Aim of the exercise —
Only the lines from the one with "electric motor in" onward are wanted, through the last line of the entries, set down exactly.

Supplied records —
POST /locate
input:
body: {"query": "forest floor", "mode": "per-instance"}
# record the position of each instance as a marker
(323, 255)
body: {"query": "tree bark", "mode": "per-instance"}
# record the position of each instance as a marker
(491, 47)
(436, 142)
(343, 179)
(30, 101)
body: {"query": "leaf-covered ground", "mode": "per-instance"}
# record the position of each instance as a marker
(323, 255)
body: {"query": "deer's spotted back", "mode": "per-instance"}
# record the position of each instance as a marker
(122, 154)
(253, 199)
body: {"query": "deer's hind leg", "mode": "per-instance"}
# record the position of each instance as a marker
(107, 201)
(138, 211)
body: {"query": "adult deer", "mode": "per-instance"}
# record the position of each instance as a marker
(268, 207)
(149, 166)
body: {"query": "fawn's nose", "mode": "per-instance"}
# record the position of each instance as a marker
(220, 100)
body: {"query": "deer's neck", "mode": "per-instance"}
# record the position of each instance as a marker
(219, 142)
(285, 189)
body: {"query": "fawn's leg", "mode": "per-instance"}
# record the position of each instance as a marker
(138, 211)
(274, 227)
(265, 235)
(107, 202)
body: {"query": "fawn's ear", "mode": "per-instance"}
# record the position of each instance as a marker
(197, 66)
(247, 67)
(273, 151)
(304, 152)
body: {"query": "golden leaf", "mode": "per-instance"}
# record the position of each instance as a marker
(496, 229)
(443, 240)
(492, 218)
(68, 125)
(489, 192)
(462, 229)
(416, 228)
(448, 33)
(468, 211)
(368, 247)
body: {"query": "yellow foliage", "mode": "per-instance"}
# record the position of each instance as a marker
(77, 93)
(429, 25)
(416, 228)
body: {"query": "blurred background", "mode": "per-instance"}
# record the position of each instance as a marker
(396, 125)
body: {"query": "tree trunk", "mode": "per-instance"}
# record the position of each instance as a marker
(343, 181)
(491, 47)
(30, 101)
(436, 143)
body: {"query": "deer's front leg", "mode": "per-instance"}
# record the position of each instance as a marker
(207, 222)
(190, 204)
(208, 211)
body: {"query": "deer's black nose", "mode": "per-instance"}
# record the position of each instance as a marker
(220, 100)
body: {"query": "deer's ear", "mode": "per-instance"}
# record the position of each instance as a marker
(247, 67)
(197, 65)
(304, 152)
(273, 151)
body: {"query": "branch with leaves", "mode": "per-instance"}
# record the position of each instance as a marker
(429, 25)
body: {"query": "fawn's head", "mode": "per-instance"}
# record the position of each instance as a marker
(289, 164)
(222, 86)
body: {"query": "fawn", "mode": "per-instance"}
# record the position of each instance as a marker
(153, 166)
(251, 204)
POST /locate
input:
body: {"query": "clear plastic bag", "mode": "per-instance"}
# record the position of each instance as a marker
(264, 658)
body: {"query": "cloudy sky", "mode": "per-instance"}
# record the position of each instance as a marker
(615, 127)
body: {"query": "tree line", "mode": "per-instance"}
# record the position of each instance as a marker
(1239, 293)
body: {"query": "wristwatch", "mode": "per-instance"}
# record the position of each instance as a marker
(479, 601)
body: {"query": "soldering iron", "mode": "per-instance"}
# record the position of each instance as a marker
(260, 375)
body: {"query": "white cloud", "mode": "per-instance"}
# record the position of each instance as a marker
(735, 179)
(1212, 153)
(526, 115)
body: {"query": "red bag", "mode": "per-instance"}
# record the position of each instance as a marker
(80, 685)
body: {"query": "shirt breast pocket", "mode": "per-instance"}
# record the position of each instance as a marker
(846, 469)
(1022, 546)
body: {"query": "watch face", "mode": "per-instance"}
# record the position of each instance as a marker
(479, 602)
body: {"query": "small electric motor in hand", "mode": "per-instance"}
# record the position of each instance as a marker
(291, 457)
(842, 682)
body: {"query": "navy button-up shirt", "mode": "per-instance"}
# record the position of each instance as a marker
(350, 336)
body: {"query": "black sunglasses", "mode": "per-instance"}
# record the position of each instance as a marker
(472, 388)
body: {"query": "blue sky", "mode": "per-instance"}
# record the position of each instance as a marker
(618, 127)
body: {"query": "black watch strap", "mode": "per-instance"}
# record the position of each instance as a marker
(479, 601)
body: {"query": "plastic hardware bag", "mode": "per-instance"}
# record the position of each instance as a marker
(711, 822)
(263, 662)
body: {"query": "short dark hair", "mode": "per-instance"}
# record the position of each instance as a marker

Answer —
body: {"query": "small electric motor in hand", "mode": "per-instance"}
# record the position of each instance as a marker
(291, 457)
(842, 682)
body: {"query": "navy button-up shirt", "mode": "per-instance"}
# record the position of each instance as a marker
(350, 336)
body: {"query": "black sunglasses", "mode": "per-instance"}
# record the position of each instance as a marker
(472, 388)
body: {"query": "blue sky", "mode": "per-instance"}
# record the position of each instance as a marker
(618, 127)
body: {"query": "black watch strap", "mode": "per-instance"}
# record the position of each instance as a marker
(479, 601)
body: {"query": "plastic hardware bag", "mode": "per-instance"}
# record the position of each instance as a marker
(711, 822)
(263, 662)
body: {"query": "short dark hair", "mode": "per-instance"}
# record the position of each instance as a marker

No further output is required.